Things to do:
a) In the passage about clowns, write out the part starting at "Though Coulrophobia —" and ending at "freak them out.".
b) Answer these from the passage about clowns:
(i) What is the name for an extreme fear of clowns?
(ii) What observance falls in the week the piece was posted?
(iii) To what date and place do the earliest documented clowns go back?

>> start Passage shown

Tuesday, August 6, 2013

It's No Wonder So Many People Are Terrified Of Clowns

sad clown

Does anyone really like clowns? 

Though Coulrophobia — or an extreme fear of clowns — is highly-disputed in the academic realm, many people would admit that clowns totally freak them out.

With National Clown Week this week, Smithsonian writer Linda Rodriguez McRobbie wrote a fantastic piece on "The History and Pyschology of Clowns Being Scary."

Turns out, clowns have long been associated with a dark and disturbing history — murder, financial ruin, infidelity, and pedophilia have all stained the clowning profession.

The entire piece is worth reading, but here are the nine historical events that have contributed the most to a negative perception of clowns.

The earliest documented clowns date all the way back to 2400 BCE in ancient Egypt. Clowns appeared in ancient Greek and Roman societies, eventually evolving into court jesters in the late Middle Ages. These professionals would openly mock sex, food, drink, and the monarchy, all the while behaving maniacally for a laugh.

>> end Passage shown
>> start Entries provided

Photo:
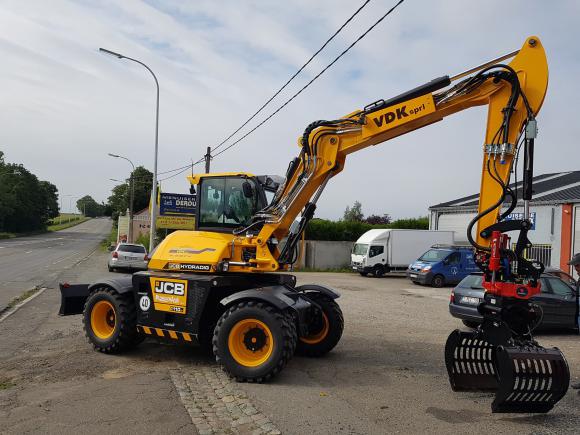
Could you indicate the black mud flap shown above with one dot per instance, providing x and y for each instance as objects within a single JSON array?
[
  {"x": 526, "y": 379},
  {"x": 73, "y": 298}
]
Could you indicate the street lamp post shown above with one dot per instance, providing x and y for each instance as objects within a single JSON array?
[
  {"x": 154, "y": 187},
  {"x": 132, "y": 195}
]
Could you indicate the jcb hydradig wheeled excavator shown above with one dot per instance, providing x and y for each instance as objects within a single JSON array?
[{"x": 217, "y": 285}]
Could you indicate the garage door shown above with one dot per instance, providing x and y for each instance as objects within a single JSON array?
[{"x": 456, "y": 222}]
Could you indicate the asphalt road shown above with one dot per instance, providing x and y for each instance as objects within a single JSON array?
[
  {"x": 387, "y": 375},
  {"x": 27, "y": 262}
]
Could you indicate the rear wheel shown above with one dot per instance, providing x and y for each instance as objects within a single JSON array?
[
  {"x": 110, "y": 321},
  {"x": 438, "y": 281},
  {"x": 378, "y": 271},
  {"x": 254, "y": 341},
  {"x": 326, "y": 330}
]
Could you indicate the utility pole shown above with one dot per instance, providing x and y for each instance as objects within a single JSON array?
[{"x": 207, "y": 159}]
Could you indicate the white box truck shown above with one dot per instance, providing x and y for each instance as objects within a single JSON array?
[{"x": 378, "y": 252}]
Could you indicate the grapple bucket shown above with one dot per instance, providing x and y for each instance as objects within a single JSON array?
[
  {"x": 531, "y": 379},
  {"x": 470, "y": 362},
  {"x": 526, "y": 379}
]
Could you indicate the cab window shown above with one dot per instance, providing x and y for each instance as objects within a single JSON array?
[
  {"x": 454, "y": 259},
  {"x": 223, "y": 202},
  {"x": 376, "y": 250},
  {"x": 559, "y": 287}
]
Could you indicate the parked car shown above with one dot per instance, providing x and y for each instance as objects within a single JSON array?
[
  {"x": 381, "y": 251},
  {"x": 442, "y": 264},
  {"x": 128, "y": 256},
  {"x": 557, "y": 300}
]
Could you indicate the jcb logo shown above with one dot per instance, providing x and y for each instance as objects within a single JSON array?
[{"x": 170, "y": 288}]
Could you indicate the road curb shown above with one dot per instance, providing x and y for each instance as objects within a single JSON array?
[{"x": 8, "y": 311}]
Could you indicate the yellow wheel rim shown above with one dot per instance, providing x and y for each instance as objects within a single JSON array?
[
  {"x": 250, "y": 342},
  {"x": 103, "y": 319},
  {"x": 319, "y": 336}
]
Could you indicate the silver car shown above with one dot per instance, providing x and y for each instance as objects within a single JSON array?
[{"x": 128, "y": 256}]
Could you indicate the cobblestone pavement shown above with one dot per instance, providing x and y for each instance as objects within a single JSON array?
[{"x": 215, "y": 405}]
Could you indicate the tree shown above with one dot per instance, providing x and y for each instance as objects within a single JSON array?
[
  {"x": 26, "y": 204},
  {"x": 354, "y": 214},
  {"x": 51, "y": 195},
  {"x": 119, "y": 199},
  {"x": 375, "y": 219}
]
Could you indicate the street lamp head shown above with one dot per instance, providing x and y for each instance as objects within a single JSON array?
[{"x": 111, "y": 53}]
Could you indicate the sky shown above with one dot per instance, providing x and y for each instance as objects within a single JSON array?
[{"x": 64, "y": 105}]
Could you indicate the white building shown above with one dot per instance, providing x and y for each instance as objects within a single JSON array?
[{"x": 555, "y": 210}]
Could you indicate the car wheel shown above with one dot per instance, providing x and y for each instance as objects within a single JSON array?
[{"x": 438, "y": 281}]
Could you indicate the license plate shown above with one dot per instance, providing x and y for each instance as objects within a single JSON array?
[{"x": 469, "y": 300}]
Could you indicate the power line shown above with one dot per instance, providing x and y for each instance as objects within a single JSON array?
[
  {"x": 311, "y": 81},
  {"x": 293, "y": 76}
]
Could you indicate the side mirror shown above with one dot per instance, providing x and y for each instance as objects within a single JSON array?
[{"x": 247, "y": 188}]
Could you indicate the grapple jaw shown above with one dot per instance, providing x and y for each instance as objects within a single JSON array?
[{"x": 525, "y": 377}]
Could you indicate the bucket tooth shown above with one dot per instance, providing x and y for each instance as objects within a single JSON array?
[
  {"x": 532, "y": 379},
  {"x": 470, "y": 362}
]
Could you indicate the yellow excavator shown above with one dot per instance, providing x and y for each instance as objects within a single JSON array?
[{"x": 217, "y": 286}]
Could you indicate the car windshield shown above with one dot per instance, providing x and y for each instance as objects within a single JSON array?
[
  {"x": 360, "y": 249},
  {"x": 433, "y": 255},
  {"x": 471, "y": 281},
  {"x": 132, "y": 248}
]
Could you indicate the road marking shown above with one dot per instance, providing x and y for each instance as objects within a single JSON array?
[
  {"x": 214, "y": 403},
  {"x": 15, "y": 308}
]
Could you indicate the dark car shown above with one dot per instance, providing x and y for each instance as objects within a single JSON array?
[{"x": 557, "y": 300}]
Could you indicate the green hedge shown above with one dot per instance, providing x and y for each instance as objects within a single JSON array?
[{"x": 322, "y": 229}]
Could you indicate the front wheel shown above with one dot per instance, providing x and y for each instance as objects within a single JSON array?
[
  {"x": 325, "y": 330},
  {"x": 254, "y": 341},
  {"x": 438, "y": 281},
  {"x": 110, "y": 321},
  {"x": 378, "y": 271}
]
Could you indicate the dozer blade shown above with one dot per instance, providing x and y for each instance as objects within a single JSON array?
[
  {"x": 531, "y": 378},
  {"x": 470, "y": 362}
]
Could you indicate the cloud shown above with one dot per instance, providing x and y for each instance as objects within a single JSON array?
[{"x": 64, "y": 105}]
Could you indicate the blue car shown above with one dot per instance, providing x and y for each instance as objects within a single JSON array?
[{"x": 443, "y": 265}]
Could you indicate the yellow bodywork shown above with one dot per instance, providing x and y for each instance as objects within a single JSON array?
[{"x": 205, "y": 250}]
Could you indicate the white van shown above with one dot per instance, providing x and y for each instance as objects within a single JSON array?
[{"x": 381, "y": 251}]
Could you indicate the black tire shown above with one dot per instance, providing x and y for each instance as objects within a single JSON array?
[
  {"x": 121, "y": 322},
  {"x": 438, "y": 281},
  {"x": 471, "y": 324},
  {"x": 280, "y": 325},
  {"x": 317, "y": 344},
  {"x": 378, "y": 271}
]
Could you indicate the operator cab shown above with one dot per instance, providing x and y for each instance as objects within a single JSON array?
[{"x": 229, "y": 200}]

>> end Entries provided

The answers:
a)
Though Coulrophobia — or an extreme fear of clowns — is highly-disputed in the academic realm, many people would admit that clowns totally freak them out.

b)
(i) Coulrophobia
(ii) National Clown Week
(iii) 2400 BCE, in ancient Egypt